> [Work request a]
Copy the part of the Navarre Beach condominium article starting at "On the Gulf" and ending at "34 condominium units.".
*** Page extract Section Begins ***
It has been a long time, some say as far back as Hurricane Ivan in 2004, since a high rise condominium has been constructed on Navarre Beach.

But it appears the quiet coastal community whose motto is "Florida's Best Kept Secret," will soon enough be subjected to the sound of construction and the sight of cranes towering above the dunes. Plans for not one, but two, condominium projects are in the works and no real obstacles stand in the path of the developers getting underway.

"The ball is in their court," said Shawn Ward, Santa Rosa County's planning and zoning director.

Upon completion, Port Navarre, by far the largest of the two projects, will have added three 16-story buildings to the Navarre Beach landscape. Each will hold 220 condominium/hotel units, for a total of 660, and provide 87 underground parking stalls. The complex will be located on the sound side of the barrier island.

On the Gulf side, a limited liability company called Navarre Beach Hotels is prepared to move forward with construction of a 200-room hotel and 34 condominium units.

Four more high rise condominium buildings and a hotel are being planned for Navarre Beach.


  

A look at Santa Rosa County Property Appraiser records does show that Port Navarre's three towers will not be the first erected since Hurricane Ivan in 2004, but only one of seven island condominiums standing 10 stories high or higher to have gone up since that storm unleashed its fury. Beach Colony Resort, completed in 2009, stands today as the sole high-rise condominium built since 2004.

Port Navarre will be the first high-rise condominium complex built on the Santa Rosa sound side of Navarre Beach.

While no time frame has been established for when construction will begin on either project, once completed both are sure to add to traffic congestion and wear and tear on existing infrastructure, including the "fundamentally obsolete" Navarre Beach Bridge that ties the island to U.S. Highway 98 and the mainland.

County commissioners say they are not happy about seeing so much population density being added to the beach community, but they are powerless to stop it. The building plans for both entities fall within the terms of their existing Navarre Beach leaseholder agreements and therefore development decisions on either parcel do not come under the purview of the Santa Rosa County Commission.
*** Page extract Section Ends ***
*** Input data Section Begins ***
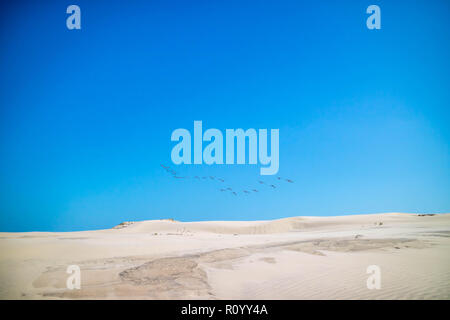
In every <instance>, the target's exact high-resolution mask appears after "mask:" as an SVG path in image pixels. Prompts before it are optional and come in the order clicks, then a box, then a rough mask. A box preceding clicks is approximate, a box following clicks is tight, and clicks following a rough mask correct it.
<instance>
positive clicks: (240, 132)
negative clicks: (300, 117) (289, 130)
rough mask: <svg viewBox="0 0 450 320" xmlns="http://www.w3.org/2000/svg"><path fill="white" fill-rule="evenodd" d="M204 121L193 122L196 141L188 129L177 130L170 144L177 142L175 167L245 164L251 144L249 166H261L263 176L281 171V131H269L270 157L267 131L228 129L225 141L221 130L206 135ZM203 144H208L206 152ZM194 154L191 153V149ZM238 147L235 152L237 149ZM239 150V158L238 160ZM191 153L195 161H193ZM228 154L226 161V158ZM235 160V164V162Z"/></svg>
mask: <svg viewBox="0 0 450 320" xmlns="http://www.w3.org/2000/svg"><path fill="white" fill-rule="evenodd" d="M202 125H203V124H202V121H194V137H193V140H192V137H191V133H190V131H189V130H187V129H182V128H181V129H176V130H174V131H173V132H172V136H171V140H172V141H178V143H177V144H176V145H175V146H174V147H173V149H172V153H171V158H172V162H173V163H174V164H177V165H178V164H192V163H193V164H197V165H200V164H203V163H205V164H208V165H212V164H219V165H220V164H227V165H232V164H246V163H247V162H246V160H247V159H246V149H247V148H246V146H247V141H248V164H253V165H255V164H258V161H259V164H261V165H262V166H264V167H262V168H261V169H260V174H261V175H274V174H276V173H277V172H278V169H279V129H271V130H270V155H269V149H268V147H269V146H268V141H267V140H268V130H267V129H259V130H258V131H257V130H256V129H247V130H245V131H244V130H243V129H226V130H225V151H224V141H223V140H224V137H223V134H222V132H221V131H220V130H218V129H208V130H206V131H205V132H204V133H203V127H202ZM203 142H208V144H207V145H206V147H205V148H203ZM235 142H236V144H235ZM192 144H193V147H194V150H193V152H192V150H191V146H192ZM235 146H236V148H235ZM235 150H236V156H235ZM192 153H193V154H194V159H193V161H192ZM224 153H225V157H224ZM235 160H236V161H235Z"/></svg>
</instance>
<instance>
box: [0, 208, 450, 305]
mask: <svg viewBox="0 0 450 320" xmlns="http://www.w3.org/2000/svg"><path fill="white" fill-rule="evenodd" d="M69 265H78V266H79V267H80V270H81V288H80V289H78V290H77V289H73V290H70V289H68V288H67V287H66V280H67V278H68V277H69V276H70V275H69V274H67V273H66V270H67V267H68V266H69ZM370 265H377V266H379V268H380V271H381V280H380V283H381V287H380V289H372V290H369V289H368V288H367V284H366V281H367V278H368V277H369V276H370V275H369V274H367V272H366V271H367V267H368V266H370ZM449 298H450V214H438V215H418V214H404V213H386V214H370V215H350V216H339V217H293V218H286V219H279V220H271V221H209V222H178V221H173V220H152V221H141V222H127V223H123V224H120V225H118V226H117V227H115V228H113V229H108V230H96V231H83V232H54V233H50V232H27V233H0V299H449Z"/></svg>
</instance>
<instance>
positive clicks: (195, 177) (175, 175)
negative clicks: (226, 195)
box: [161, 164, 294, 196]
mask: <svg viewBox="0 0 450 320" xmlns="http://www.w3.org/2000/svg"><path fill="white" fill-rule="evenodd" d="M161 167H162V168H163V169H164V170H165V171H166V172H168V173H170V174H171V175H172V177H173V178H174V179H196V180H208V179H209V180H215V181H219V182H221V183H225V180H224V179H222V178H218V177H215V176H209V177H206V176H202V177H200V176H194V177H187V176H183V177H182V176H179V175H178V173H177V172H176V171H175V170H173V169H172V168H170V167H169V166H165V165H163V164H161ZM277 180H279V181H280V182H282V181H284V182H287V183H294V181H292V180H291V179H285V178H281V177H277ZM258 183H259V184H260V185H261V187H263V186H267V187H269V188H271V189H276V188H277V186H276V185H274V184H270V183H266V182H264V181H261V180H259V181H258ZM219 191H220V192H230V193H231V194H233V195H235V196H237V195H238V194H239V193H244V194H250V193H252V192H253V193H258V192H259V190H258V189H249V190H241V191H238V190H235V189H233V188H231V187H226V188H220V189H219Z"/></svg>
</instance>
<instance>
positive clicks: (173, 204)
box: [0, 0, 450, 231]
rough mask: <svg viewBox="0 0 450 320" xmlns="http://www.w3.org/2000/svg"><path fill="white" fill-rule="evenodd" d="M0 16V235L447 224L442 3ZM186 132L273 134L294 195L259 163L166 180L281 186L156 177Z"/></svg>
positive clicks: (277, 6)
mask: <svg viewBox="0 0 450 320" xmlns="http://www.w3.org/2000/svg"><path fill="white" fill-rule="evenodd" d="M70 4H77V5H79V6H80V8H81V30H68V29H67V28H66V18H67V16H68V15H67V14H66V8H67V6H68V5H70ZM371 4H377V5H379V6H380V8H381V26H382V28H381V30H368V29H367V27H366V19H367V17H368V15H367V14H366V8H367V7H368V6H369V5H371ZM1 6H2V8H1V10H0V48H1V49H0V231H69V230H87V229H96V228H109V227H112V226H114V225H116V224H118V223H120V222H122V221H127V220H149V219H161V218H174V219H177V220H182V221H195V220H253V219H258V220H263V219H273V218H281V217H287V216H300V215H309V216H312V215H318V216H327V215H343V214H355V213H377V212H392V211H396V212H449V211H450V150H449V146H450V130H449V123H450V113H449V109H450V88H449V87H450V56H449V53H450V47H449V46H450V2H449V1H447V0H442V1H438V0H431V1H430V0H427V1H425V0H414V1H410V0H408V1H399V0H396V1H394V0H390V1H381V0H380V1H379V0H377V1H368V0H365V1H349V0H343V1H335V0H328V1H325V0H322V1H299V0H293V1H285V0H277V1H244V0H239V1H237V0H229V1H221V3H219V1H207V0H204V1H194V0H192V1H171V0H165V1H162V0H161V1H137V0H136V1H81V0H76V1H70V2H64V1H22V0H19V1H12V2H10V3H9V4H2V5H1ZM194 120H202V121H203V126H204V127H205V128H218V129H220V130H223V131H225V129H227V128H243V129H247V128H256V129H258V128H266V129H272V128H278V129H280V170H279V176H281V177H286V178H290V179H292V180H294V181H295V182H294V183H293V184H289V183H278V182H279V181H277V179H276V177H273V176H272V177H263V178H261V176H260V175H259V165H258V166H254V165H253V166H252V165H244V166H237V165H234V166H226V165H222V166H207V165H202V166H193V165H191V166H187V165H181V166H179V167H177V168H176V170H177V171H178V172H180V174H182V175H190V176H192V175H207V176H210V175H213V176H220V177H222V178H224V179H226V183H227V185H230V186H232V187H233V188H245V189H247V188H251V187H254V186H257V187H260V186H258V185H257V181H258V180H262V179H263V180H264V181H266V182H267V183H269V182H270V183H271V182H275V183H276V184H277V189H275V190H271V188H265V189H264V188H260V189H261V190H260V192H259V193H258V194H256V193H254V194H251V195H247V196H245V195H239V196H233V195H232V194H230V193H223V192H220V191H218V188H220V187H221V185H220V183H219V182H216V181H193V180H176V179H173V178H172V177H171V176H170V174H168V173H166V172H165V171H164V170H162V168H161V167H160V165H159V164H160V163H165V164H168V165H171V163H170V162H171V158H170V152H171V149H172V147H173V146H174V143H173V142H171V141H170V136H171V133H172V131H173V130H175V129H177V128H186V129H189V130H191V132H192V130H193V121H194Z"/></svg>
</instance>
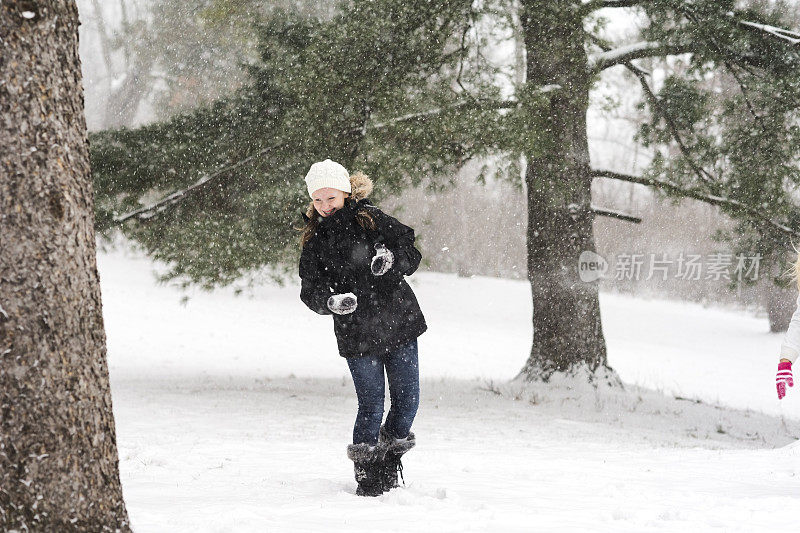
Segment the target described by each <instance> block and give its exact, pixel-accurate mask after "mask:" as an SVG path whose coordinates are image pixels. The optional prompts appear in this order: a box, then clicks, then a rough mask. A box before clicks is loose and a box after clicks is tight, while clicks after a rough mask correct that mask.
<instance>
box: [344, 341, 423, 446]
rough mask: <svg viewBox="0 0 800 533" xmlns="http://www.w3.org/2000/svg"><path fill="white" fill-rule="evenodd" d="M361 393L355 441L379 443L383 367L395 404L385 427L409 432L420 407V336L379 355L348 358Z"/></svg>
*** Input data Section Ends ***
> [Work request b]
Express the lines in the rows, starting at the line that contains "16V235L447 224L442 3ZM186" and ending at the line that contains "positive clicks: (277, 6)", as a Markdown table with the columns Number and Line, leaving out blank lines.

> [Exercise answer a]
On the Gulf side, a limited liability company called Navarre Beach Hotels is prepared to move forward with construction of a 200-room hotel and 34 condominium units.

> [Exercise answer b]
| Number | Line |
|---|---|
| 1 | rough mask: <svg viewBox="0 0 450 320" xmlns="http://www.w3.org/2000/svg"><path fill="white" fill-rule="evenodd" d="M0 16V235L447 224L442 3ZM186 132L273 134L294 195L259 163L166 180L281 186L156 177Z"/></svg> |
| 2 | positive clicks: (277, 6) |